------ Records supplied ------

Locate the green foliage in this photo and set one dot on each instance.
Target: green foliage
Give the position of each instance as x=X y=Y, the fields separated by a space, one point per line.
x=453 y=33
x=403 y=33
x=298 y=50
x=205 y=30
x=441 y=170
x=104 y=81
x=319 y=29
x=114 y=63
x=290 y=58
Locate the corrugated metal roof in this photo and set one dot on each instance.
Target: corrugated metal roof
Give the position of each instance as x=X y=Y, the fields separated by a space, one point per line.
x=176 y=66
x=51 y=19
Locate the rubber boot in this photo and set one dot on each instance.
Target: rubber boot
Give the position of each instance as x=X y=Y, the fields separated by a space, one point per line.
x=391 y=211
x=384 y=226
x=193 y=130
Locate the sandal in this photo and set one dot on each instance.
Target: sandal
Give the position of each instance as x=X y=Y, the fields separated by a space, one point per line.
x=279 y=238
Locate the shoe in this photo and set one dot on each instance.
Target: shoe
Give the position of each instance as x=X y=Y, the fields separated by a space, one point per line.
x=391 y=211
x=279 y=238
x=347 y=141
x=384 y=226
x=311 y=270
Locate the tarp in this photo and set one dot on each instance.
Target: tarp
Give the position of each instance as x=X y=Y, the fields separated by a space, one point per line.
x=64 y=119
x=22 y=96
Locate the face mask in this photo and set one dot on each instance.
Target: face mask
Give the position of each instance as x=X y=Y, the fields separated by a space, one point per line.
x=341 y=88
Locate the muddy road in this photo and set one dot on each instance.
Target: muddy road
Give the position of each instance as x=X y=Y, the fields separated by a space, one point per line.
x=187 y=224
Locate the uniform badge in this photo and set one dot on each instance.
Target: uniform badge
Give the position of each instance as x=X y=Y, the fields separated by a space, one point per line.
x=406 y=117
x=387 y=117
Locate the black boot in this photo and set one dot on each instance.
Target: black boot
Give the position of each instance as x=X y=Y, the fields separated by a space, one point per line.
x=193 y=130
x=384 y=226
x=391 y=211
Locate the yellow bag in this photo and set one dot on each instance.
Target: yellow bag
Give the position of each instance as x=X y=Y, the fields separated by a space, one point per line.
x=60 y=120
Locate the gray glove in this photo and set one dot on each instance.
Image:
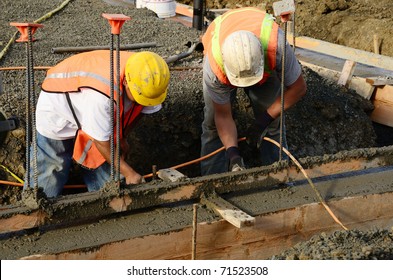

------

For the string "badge", search the preceding data and copy every line that includes it.

* **Output for this exercise**
Locate the uniform badge in this photo and set one dot on each instance.
Target: uniform badge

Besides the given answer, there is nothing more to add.